→ **ABOUT THIS TASK**: Which of the lines in the records below hold the string "Annotation"? Copy every one of them.

→ **RECORDS SUPPLIED**:

* * * *

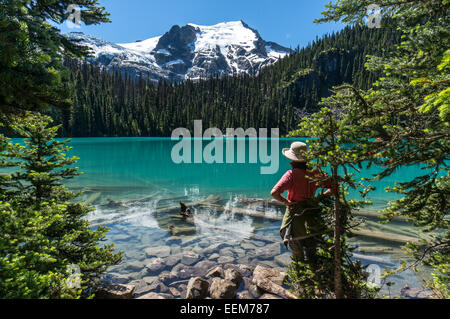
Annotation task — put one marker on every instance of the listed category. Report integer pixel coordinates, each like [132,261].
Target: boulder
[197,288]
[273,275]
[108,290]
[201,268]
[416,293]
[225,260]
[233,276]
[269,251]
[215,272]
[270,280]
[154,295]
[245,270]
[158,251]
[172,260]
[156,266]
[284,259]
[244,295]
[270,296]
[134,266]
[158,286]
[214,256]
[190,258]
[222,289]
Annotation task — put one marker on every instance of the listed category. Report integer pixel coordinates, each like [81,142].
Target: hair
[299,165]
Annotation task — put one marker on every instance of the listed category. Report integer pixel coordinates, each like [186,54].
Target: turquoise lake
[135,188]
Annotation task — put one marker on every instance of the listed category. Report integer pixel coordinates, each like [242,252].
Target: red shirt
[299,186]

* * * *

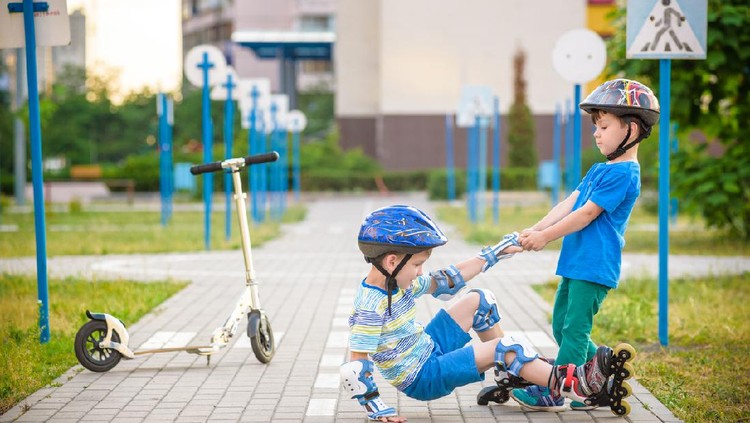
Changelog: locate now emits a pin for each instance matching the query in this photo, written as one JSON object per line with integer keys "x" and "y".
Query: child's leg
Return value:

* * * *

→ **ANSWER TO THIS EXERCISE**:
Annotation task — put one marker on every instance of the listed category. Report integer pixel coordinates, each like [132,261].
Annotation task — put one marker on every instance of the listed category. Report integer pixel coordinates, each like [81,142].
Annotation task — put one marker on every instance of the listed category. Report integer pixel coordinates, each like [186,54].
Annotation task — put one marker on every instance of the listed category. Report integer pixel coordinates, each like [242,252].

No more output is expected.